(begin)

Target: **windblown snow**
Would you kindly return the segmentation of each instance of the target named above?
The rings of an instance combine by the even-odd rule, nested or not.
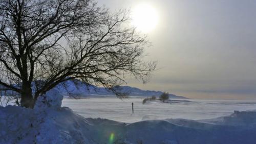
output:
[[[0,143],[255,143],[256,112],[206,120],[166,119],[123,123],[84,118],[61,107],[52,90],[34,109],[0,107]]]

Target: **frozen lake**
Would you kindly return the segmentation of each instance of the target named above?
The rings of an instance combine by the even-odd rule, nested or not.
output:
[[[178,101],[172,104],[151,102],[143,105],[143,99],[64,99],[62,106],[70,107],[85,117],[100,117],[125,123],[152,119],[208,119],[229,115],[234,110],[256,110],[256,101],[188,100],[191,102]],[[132,103],[134,103],[133,114]]]

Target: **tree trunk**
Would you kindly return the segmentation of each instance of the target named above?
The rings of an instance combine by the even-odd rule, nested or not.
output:
[[[30,84],[23,83],[21,95],[20,106],[26,108],[34,108],[35,101],[33,98],[32,89]]]

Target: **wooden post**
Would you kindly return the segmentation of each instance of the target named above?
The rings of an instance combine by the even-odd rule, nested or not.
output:
[[[133,110],[133,103],[132,103],[132,109],[133,110],[133,114],[134,113],[134,111]]]

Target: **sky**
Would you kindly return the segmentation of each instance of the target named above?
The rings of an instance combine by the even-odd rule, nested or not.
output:
[[[127,85],[192,99],[256,100],[256,1],[98,0],[111,10],[147,4],[158,20],[146,60],[158,70]]]

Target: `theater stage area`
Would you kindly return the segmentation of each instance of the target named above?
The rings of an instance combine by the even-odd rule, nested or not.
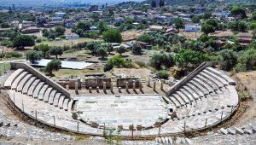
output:
[[[82,96],[74,100],[82,120],[107,128],[150,127],[168,117],[168,105],[159,95]]]

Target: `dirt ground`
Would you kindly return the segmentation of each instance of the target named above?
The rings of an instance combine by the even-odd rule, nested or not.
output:
[[[239,72],[234,76],[250,93],[251,99],[247,100],[247,110],[236,125],[242,125],[256,117],[256,71]]]

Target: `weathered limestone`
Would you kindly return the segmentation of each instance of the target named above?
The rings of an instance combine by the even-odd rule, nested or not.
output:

(end)

Write out all of the data above line for line, leaving out the pictures.

§ Expected answer
Target: **windblown snow**
Would you kindly return the segmentation of each instance of the target named above?
The rings of an instance combine by the even-odd rule, nested or not.
output:
[[[0,143],[255,143],[256,112],[206,120],[166,119],[123,123],[84,118],[61,107],[52,90],[34,109],[0,107]]]

Target: **frozen lake**
Would you kindly return the segmentation of each instance of the target named above?
The rings of an instance combine by the even-odd rule, nested or not.
output:
[[[178,101],[172,104],[151,102],[143,105],[143,99],[64,99],[62,106],[70,107],[85,117],[100,117],[125,123],[152,119],[208,119],[229,115],[234,110],[256,110],[256,101],[188,100],[191,102]],[[132,103],[134,103],[133,114]]]

Target: **tree trunk**
Would you kindly return the segmentation of each instance of the target named above?
The rings of an instance combine by the even-odd rule, nested or not.
output:
[[[30,84],[23,83],[21,95],[20,106],[26,108],[34,108],[35,101],[33,98],[32,89]]]

Target: **wooden post**
Would you kindly return the segmentation of each instance of the target named above?
The rings of an instance combine by the even-odd rule, nested or not.
output:
[[[133,110],[133,103],[132,103],[132,109],[133,110],[133,114],[134,113],[134,111]]]

Target: **sky**
Would you kindly return the segmentation of each instance of the target named above?
The rings of an instance combine by the even-odd rule, nested or not.
output:
[[[127,85],[192,99],[256,100],[256,1],[98,0],[111,10],[147,4],[158,20],[146,60],[158,70]]]

Target: `theater stage area`
Would you kindly return the segmentation of each instance of the target named above?
The rings of an instance combine by the even-odd rule, nested or not.
output:
[[[82,96],[74,100],[82,120],[107,128],[150,127],[168,117],[168,105],[159,95]]]

Target: `dirt ground`
Would you kindly return the segmentation of each instance of the target named above?
The rings of an instance combine by the even-odd rule, nested or not.
output:
[[[239,72],[234,76],[250,93],[251,99],[247,100],[247,110],[236,125],[242,125],[256,117],[256,71]]]

Target: `weathered limestone`
Would you kindly return the segmentation of each instance of the target named above?
The rings of an instance combine by the even-odd rule, nested or not.
output:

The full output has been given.